__Required work__.
The records that follow are to be copied word for word. Pictures should be omitted.

(Stored items)
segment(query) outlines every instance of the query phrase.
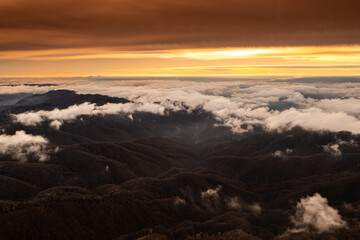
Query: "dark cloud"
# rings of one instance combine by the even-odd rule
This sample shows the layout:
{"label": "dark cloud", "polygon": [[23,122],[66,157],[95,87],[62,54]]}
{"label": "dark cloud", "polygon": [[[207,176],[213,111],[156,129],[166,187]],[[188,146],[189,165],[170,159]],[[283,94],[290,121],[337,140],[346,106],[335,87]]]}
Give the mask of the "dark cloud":
{"label": "dark cloud", "polygon": [[0,50],[358,44],[357,0],[0,0]]}

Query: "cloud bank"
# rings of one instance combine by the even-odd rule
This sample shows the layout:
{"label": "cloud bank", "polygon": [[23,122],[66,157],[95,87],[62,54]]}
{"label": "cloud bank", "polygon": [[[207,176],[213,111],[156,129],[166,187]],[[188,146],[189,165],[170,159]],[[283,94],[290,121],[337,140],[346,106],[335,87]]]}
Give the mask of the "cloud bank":
{"label": "cloud bank", "polygon": [[0,51],[359,44],[358,7],[352,0],[1,0]]}
{"label": "cloud bank", "polygon": [[[35,125],[49,120],[52,121],[51,126],[59,129],[62,122],[74,120],[81,115],[132,114],[141,111],[163,115],[165,110],[180,111],[185,110],[184,106],[187,106],[188,111],[202,108],[211,112],[221,122],[220,125],[228,126],[237,133],[251,131],[254,125],[261,125],[270,131],[300,126],[314,131],[360,133],[359,108],[356,104],[360,100],[354,97],[320,100],[305,97],[306,90],[308,95],[312,92],[309,90],[317,90],[309,89],[309,86],[292,88],[285,85],[269,88],[269,85],[265,84],[214,89],[217,84],[191,84],[189,87],[178,86],[179,83],[176,81],[172,84],[173,86],[168,87],[160,87],[156,83],[148,86],[114,86],[114,90],[118,91],[116,94],[112,92],[114,90],[100,88],[100,92],[104,90],[109,95],[120,95],[133,102],[109,103],[104,106],[84,103],[62,110],[26,112],[15,115],[15,119],[25,125]],[[78,87],[78,90],[94,91],[91,87],[86,85]],[[305,91],[296,88],[303,88]],[[341,90],[338,94],[342,93]],[[346,107],[341,108],[342,103]],[[288,105],[289,108],[281,109],[284,105]]]}
{"label": "cloud bank", "polygon": [[[310,79],[311,80],[311,79]],[[345,79],[346,80],[346,79]],[[269,80],[109,80],[82,81],[59,86],[82,94],[104,94],[123,97],[132,102],[96,106],[90,103],[67,109],[26,112],[14,116],[17,122],[35,125],[50,121],[60,129],[65,121],[81,115],[124,114],[129,119],[136,112],[164,115],[167,111],[203,109],[213,114],[218,125],[235,133],[252,131],[260,126],[268,131],[282,131],[300,126],[310,131],[349,131],[360,133],[360,82],[294,83]],[[6,87],[9,88],[9,87]],[[6,88],[1,88],[6,91]],[[55,86],[47,87],[54,89]],[[27,91],[38,87],[25,86]],[[41,88],[44,89],[43,87]],[[21,92],[24,86],[11,87]]]}
{"label": "cloud bank", "polygon": [[118,113],[131,114],[135,112],[151,112],[163,115],[164,111],[165,108],[163,106],[154,103],[107,103],[103,106],[96,106],[96,104],[86,102],[80,105],[70,106],[66,109],[55,108],[52,111],[25,112],[14,115],[14,118],[16,122],[27,126],[36,125],[45,120],[50,120],[50,126],[59,130],[64,121],[72,121],[83,115],[95,116]]}

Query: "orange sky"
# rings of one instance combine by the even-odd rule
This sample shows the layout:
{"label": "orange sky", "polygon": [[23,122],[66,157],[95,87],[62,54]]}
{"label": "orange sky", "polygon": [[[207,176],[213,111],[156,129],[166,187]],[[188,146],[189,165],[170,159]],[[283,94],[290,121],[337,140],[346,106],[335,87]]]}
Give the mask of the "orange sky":
{"label": "orange sky", "polygon": [[0,76],[360,75],[357,0],[0,0]]}

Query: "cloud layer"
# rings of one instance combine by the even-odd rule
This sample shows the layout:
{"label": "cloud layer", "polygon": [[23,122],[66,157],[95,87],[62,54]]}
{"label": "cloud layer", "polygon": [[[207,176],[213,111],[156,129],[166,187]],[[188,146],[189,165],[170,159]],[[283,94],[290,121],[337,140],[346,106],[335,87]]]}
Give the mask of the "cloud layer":
{"label": "cloud layer", "polygon": [[59,129],[64,121],[81,115],[122,113],[131,118],[131,114],[141,111],[164,114],[202,108],[212,113],[219,125],[228,126],[236,133],[251,131],[254,126],[269,131],[300,126],[312,131],[360,133],[360,94],[357,91],[360,84],[356,82],[134,80],[63,84],[60,87],[79,93],[123,97],[132,102],[104,106],[84,103],[62,110],[26,112],[16,115],[16,121],[34,125],[49,120],[52,127]]}
{"label": "cloud layer", "polygon": [[353,0],[1,0],[0,51],[354,44],[358,8]]}

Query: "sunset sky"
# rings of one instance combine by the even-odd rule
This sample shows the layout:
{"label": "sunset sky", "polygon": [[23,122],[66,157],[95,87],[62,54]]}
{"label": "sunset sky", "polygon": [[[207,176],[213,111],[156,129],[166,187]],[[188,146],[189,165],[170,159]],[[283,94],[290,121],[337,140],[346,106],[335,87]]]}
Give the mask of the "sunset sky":
{"label": "sunset sky", "polygon": [[358,0],[0,0],[0,77],[358,76]]}

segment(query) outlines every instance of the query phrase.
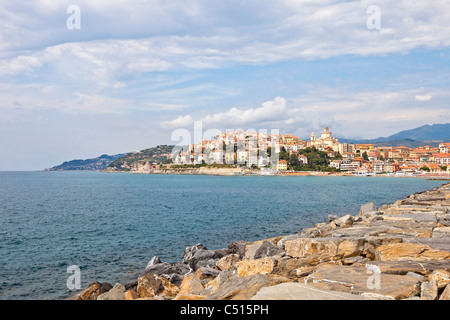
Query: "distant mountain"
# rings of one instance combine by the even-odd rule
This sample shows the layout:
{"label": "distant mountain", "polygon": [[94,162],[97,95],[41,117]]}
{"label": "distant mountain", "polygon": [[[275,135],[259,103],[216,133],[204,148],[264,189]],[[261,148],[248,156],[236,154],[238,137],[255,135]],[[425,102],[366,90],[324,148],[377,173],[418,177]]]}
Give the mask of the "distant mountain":
{"label": "distant mountain", "polygon": [[125,153],[109,156],[107,154],[100,157],[86,160],[71,160],[66,161],[59,166],[55,166],[46,171],[75,171],[75,170],[88,170],[88,171],[100,171],[105,169],[111,162],[126,156]]}
{"label": "distant mountain", "polygon": [[167,155],[172,153],[174,146],[161,145],[139,152],[131,152],[107,166],[107,171],[129,171],[132,163],[161,163],[167,160]]}
{"label": "distant mountain", "polygon": [[389,137],[376,139],[339,139],[340,142],[373,143],[376,146],[405,146],[417,148],[429,145],[437,147],[439,143],[450,141],[450,123],[424,125],[411,130],[404,130]]}
{"label": "distant mountain", "polygon": [[401,131],[387,138],[378,138],[376,140],[380,140],[380,142],[382,142],[400,139],[435,142],[450,140],[450,123],[433,125],[427,124],[419,128]]}

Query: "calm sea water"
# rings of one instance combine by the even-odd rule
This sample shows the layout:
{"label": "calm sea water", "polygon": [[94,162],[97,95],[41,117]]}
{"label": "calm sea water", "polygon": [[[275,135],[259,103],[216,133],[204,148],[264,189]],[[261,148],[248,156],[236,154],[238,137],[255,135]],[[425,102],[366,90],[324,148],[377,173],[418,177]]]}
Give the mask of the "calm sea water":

__Task response__.
segment(query) outlines every instance of the query phrase.
Query: "dark cloud"
# rings of one instance combine by the even-odd rule
This sample shows the layout:
{"label": "dark cloud", "polygon": [[23,122],[66,157],[95,87],[62,54]]}
{"label": "dark cloud", "polygon": [[[207,176],[213,111],[156,129],[166,187]],[[188,146],[189,165],[170,159]],[[283,94],[290,121],[337,140],[346,106],[335,87]]]}
Give the mask of the "dark cloud":
{"label": "dark cloud", "polygon": [[0,50],[358,44],[357,0],[0,0]]}

Query: "cloud bank"
# rings of one instance combine by the even-odd rule
This sample shows the layout:
{"label": "cloud bank", "polygon": [[23,122],[66,157],[95,87],[62,54]]}
{"label": "cloud bank", "polygon": [[[207,176],[213,111],[156,129],[166,187]],[[188,146],[189,165],[170,159]],[[283,94],[290,121],[337,140],[346,106],[335,87]]]}
Give the mask of the "cloud bank":
{"label": "cloud bank", "polygon": [[0,51],[359,44],[358,7],[352,0],[1,0]]}
{"label": "cloud bank", "polygon": [[[35,125],[49,120],[52,121],[51,126],[59,129],[62,122],[74,120],[81,115],[132,114],[141,111],[163,115],[165,110],[180,111],[185,110],[184,106],[187,106],[188,111],[202,108],[211,112],[221,122],[220,125],[228,126],[237,133],[251,131],[254,125],[261,125],[270,131],[300,126],[314,131],[360,133],[359,108],[356,104],[360,100],[354,97],[320,100],[305,97],[306,90],[308,95],[312,92],[309,90],[317,90],[309,89],[309,86],[292,88],[285,85],[269,88],[269,85],[265,84],[214,89],[217,84],[191,84],[189,87],[178,86],[179,83],[176,81],[172,84],[173,86],[168,87],[160,87],[156,83],[148,86],[114,86],[114,90],[118,91],[116,94],[112,92],[114,90],[100,88],[100,92],[104,90],[109,95],[120,95],[133,102],[109,103],[104,106],[84,103],[62,110],[26,112],[15,115],[15,119],[25,125]],[[78,87],[78,90],[94,91],[91,87],[86,85]],[[305,91],[296,88],[303,88]],[[341,90],[338,94],[342,93]],[[346,107],[341,108],[342,103]],[[288,105],[289,108],[281,109],[284,105]]]}
{"label": "cloud bank", "polygon": [[[310,79],[311,80],[311,79]],[[345,79],[346,80],[346,79]],[[269,80],[109,80],[82,81],[59,86],[82,94],[104,94],[123,97],[132,102],[96,106],[90,103],[67,109],[26,112],[14,116],[17,122],[35,125],[50,121],[60,129],[65,121],[81,115],[124,114],[129,119],[136,112],[164,115],[167,111],[203,109],[213,114],[218,125],[235,133],[252,131],[260,126],[268,131],[282,131],[300,126],[310,131],[349,131],[360,133],[360,82],[294,83]],[[6,87],[9,88],[9,87]],[[6,88],[1,88],[6,91]],[[55,86],[47,87],[54,89]],[[27,91],[38,87],[25,86]],[[41,88],[44,89],[43,87]],[[21,92],[24,86],[11,87]]]}
{"label": "cloud bank", "polygon": [[118,113],[131,114],[135,112],[151,112],[163,115],[164,111],[165,108],[163,106],[154,103],[107,103],[103,106],[96,106],[96,104],[86,102],[80,105],[70,106],[66,109],[55,108],[52,111],[25,112],[14,115],[14,118],[16,122],[27,126],[36,125],[45,120],[50,120],[50,126],[59,130],[64,121],[72,121],[83,115],[95,116]]}

Query: "orange sky"
# rings of one instance combine by the even-odd rule
This sample shows the layout:
{"label": "orange sky", "polygon": [[23,122],[66,157],[95,87],[62,54]]}
{"label": "orange sky", "polygon": [[[207,176],[213,111],[156,129],[166,187]],[[188,146],[189,165],[170,159]],[[283,94],[290,121],[337,140],[346,106],[335,87]]]}
Give the mask of the "orange sky":
{"label": "orange sky", "polygon": [[0,76],[360,75],[357,0],[0,0]]}

Query: "cloud layer"
# rings of one instance combine by the even-odd rule
This sample shows the layout:
{"label": "cloud layer", "polygon": [[23,122],[66,157],[95,87],[62,54]]}
{"label": "cloud layer", "polygon": [[[207,176],[213,111],[156,129],[166,187]],[[188,146],[189,165],[170,159]],[[283,94],[290,121],[337,140],[346,106],[335,87]]]}
Give the mask of the "cloud layer":
{"label": "cloud layer", "polygon": [[59,129],[64,121],[81,115],[122,113],[131,118],[131,114],[141,111],[164,114],[202,108],[212,113],[219,125],[228,126],[236,133],[251,131],[254,126],[269,131],[300,126],[312,131],[360,133],[360,94],[357,91],[360,84],[356,82],[134,80],[63,84],[60,87],[79,93],[123,97],[132,102],[104,106],[84,103],[62,110],[26,112],[16,115],[16,121],[34,125],[49,120],[52,127]]}
{"label": "cloud layer", "polygon": [[353,0],[1,0],[0,51],[354,44],[358,8]]}

Query: "sunset sky"
# rings of one instance combine by the even-odd rule
This sample shows the layout:
{"label": "sunset sky", "polygon": [[23,122],[66,157],[95,87],[62,54]]}
{"label": "sunset sky", "polygon": [[[207,176],[213,111],[156,129],[166,187]],[[188,146],[189,165],[170,159]],[[283,94],[290,121],[337,140],[346,106],[335,87]]]}
Give the mask of the "sunset sky":
{"label": "sunset sky", "polygon": [[358,0],[0,0],[0,77],[358,76]]}

segment(query) outlines every instance of the query phrase.
Query: "distant mountain"
# rings of one instance combine by the even-odd rule
This sample shows the layout:
{"label": "distant mountain", "polygon": [[94,162],[97,95],[41,117]]}
{"label": "distant mountain", "polygon": [[[275,135],[259,103],[216,133],[204,148],[264,189]],[[261,148],[248,156],[236,154],[238,137],[255,135]],[[425,102],[366,90],[324,148],[377,173],[418,177]]]}
Give the mask of the "distant mountain":
{"label": "distant mountain", "polygon": [[125,153],[109,156],[107,154],[100,157],[86,160],[71,160],[66,161],[59,166],[55,166],[46,171],[75,171],[75,170],[88,170],[88,171],[100,171],[105,169],[111,162],[126,156]]}
{"label": "distant mountain", "polygon": [[167,155],[172,153],[174,146],[161,145],[139,152],[131,152],[107,166],[107,171],[129,171],[132,163],[161,163],[167,160]]}
{"label": "distant mountain", "polygon": [[389,137],[376,139],[339,139],[340,142],[373,143],[376,146],[405,146],[417,148],[429,145],[437,147],[439,143],[450,141],[450,123],[424,125],[411,130],[404,130]]}
{"label": "distant mountain", "polygon": [[401,131],[387,138],[378,138],[376,140],[380,140],[380,142],[382,142],[400,139],[435,142],[450,140],[450,123],[433,125],[427,124],[419,128]]}

Query: "calm sea water"
# rings of one instance combine by the even-odd rule
This sample shows the layout:
{"label": "calm sea water", "polygon": [[94,162],[97,95],[41,117]]}
{"label": "calm sea water", "polygon": [[[275,135],[259,103],[216,133],[204,148],[264,189]],[[261,148],[248,156],[236,154],[238,137],[255,135]],[[425,102],[366,90],[324,148],[377,173],[418,177]]]}
Give the mask of the "calm sea water":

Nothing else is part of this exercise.